Begin QUOTED TEXT

You are viewing a plain text version of this content. The canonical link for it is here.
Posted to dev@nutch.apache.org by "Markus Jelsma (JIRA)" <ji...@apache.org> on 2012/06/26 10:55:42 UTC

[jira] [Updated] (NUTCH-1233) Rely on Tika for outlink extraction

     [ https://issues.apache.org/jira/browse/NUTCH-1233?page=com.atlassian.jira.plugin.system.issuetabpanels:all-tabpanel ]

Markus Jelsma updated NUTCH-1233:
---------------------------------

    Attachment: NUTCH-1233-1.6-1.patch

Here's a new patch without garbage and it actually compiles and runs. I did not yet remove the old getOutlink method and helpers from DOMContentUtils and i only commented out the old call in TikeParser for easier debugging.

So you can comment out whatever extractor you don't want to use in TikaParser around line 147.

The new method retries slightly more URL's in some cases but it also keeps in-anchor whitespace intact. This means <a>x   y    z</a> is not collapsed to "x y z" which is the case with the old extractor. 

Please comment on this patch so i can improve it and finally resolve the issue.

End QUOTED TEXT

AIM 1. List every email address and web address that appears in the Nutch issue post.
The Nutch issue post and the entries that follow have no connection to each other.

Begin MATERIAL FOR THE TASK

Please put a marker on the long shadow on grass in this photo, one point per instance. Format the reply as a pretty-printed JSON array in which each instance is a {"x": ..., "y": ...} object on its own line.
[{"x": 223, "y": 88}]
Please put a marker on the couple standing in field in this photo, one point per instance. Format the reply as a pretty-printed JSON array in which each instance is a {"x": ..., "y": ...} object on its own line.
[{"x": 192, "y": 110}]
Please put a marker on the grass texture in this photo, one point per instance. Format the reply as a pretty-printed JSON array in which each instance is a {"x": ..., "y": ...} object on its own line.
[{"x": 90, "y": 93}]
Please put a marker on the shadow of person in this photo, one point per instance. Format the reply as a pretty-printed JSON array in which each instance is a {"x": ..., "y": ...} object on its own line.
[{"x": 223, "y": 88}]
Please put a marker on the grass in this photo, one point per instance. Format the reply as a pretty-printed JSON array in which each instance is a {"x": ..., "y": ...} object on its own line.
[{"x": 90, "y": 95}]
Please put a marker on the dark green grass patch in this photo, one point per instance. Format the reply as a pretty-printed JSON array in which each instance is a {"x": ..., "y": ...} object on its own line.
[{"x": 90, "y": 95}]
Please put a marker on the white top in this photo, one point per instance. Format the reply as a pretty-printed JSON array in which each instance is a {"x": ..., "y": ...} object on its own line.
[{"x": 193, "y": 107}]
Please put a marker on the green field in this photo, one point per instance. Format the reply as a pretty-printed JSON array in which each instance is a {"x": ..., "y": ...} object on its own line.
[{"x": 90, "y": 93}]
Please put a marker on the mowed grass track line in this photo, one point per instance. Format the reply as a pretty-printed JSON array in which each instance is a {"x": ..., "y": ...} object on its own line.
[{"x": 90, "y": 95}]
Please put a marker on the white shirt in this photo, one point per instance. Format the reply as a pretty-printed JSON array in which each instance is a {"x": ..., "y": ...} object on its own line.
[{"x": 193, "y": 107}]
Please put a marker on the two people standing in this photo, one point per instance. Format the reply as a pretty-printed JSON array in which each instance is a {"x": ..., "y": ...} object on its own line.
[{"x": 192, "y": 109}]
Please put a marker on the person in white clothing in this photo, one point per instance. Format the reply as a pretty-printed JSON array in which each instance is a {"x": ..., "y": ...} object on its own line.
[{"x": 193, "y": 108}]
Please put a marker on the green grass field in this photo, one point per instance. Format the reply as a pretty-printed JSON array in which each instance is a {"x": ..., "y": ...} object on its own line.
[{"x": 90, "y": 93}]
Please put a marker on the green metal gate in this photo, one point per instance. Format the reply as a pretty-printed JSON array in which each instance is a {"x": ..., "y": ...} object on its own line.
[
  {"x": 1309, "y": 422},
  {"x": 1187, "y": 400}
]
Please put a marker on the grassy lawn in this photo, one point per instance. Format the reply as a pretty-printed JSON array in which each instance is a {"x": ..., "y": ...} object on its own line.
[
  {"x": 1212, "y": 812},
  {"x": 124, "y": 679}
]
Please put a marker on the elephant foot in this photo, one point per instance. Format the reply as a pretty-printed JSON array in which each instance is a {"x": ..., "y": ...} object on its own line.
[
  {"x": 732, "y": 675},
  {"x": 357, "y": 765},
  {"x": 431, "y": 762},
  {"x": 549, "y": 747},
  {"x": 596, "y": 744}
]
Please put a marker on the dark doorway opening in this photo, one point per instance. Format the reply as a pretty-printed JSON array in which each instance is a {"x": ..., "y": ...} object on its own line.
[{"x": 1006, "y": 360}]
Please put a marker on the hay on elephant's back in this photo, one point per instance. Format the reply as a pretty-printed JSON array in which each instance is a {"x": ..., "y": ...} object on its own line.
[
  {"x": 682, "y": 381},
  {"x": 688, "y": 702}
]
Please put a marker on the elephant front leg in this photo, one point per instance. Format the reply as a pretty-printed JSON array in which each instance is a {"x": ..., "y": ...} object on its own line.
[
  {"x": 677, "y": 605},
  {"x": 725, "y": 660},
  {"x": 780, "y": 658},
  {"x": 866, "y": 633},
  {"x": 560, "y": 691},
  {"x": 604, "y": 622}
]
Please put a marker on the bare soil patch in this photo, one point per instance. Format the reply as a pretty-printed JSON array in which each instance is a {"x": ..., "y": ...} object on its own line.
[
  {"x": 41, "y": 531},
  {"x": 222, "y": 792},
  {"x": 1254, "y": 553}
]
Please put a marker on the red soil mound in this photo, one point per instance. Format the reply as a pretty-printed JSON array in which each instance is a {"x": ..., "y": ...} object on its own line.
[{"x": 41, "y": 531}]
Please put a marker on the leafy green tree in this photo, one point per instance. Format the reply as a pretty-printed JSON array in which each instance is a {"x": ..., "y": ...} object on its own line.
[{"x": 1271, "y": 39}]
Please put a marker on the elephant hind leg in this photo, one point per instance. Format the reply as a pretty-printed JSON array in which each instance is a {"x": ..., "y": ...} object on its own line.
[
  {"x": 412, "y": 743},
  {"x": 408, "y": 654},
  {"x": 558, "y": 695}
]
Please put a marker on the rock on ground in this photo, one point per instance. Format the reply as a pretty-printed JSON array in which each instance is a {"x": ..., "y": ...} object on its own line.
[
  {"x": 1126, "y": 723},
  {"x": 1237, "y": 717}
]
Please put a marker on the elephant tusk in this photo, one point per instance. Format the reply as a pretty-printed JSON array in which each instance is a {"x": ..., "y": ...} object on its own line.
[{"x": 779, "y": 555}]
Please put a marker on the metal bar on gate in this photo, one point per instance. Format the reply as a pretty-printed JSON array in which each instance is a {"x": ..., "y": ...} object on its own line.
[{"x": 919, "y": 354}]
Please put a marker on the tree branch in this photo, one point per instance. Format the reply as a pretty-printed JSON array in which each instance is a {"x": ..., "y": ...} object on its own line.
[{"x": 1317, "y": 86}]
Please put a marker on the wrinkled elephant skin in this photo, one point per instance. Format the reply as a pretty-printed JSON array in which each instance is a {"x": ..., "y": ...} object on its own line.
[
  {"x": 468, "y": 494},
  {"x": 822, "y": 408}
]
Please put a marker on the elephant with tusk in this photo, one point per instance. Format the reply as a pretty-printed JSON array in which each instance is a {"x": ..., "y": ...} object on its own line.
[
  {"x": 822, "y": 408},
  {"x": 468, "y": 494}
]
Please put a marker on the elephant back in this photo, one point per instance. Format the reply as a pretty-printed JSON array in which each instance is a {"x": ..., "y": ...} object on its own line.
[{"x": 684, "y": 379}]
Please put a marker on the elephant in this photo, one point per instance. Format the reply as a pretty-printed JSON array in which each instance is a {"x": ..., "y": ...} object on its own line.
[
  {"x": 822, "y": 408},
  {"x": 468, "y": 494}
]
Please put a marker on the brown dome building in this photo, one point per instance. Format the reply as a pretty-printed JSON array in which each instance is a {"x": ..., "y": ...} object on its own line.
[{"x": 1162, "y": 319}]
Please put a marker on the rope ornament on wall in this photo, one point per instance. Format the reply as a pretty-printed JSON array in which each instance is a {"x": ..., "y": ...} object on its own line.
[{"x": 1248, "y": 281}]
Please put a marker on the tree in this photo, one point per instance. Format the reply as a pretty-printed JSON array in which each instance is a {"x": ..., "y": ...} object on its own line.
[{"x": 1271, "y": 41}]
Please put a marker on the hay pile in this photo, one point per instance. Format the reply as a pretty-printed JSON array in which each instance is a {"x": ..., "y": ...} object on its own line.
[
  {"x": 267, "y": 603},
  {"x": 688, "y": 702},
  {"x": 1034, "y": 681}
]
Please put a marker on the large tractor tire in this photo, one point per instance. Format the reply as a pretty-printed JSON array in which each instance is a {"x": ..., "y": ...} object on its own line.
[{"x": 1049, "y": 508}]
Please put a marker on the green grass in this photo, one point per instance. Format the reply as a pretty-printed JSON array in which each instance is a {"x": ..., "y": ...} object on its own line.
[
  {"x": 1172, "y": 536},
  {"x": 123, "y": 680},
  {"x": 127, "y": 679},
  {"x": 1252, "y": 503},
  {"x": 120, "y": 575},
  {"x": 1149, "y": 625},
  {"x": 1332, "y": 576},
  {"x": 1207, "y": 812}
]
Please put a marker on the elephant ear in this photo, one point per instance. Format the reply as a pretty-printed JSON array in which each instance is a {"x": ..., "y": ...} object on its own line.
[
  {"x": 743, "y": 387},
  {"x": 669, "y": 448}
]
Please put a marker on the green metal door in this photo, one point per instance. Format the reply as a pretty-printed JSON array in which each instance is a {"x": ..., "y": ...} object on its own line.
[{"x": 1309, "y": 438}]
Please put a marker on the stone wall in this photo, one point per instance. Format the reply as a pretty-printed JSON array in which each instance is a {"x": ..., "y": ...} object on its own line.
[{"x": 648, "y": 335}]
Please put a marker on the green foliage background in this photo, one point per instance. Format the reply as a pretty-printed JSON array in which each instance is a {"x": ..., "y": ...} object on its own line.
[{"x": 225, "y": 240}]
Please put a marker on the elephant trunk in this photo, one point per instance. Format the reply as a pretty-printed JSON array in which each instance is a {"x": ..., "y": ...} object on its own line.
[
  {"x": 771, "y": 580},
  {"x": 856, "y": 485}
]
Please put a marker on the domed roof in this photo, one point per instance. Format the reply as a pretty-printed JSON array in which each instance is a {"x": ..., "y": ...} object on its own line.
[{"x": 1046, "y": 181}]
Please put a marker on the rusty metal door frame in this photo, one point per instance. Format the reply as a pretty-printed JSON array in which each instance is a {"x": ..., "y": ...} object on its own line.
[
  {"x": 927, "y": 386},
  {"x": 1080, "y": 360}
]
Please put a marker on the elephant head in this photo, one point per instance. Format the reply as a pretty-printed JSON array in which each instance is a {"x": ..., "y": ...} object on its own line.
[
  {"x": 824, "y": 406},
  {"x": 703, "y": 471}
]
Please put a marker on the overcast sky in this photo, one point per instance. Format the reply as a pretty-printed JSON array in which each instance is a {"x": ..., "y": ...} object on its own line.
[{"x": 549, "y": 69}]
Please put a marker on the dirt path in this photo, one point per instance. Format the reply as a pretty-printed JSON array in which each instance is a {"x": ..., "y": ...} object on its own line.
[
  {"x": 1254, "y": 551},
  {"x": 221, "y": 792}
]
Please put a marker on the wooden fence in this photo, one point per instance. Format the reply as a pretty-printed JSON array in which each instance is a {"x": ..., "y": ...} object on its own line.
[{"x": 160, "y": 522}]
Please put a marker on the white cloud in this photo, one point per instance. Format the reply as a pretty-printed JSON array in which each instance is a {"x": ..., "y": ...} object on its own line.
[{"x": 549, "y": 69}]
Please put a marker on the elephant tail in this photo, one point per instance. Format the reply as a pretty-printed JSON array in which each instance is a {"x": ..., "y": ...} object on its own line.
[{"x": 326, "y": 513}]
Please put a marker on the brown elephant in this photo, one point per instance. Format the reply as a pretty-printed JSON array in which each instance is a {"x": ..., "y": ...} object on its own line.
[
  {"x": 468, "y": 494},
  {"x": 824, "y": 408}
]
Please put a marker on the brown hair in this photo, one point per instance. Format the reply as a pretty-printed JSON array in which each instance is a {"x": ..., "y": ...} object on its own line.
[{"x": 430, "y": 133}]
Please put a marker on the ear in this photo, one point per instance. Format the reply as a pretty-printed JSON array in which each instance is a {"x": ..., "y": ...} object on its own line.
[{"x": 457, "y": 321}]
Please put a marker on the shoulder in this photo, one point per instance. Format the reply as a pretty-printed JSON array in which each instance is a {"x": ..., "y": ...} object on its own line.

End MATERIAL FOR THE TASK

AIM 2. In the entries, rewrite the stretch from the line containing "Please put a marker on the ear" through the end of the entries, changing "photo" to "image" and leaving everything else as it is.

WORKED SOLUTION 1.
dev@nutch.apache.org
ji...@apache.org
https://issues.apache.org/jira/browse/NUTCH-1233?page=com.atlassian.jira.plugin.system.issuetabpanels:all-tabpanel

WORKED SOLUTION 2.
Please put a marker on the ear in this image, one point per instance. Format the reply as a pretty-printed JSON array in which each instance is a {"x": ..., "y": ...} object on its own line.
[{"x": 457, "y": 321}]
Please put a marker on the shoulder in this image, one point per instance. Format the reply as a pretty-printed JSON array in which each instance is a {"x": ..., "y": ...} object on its own line.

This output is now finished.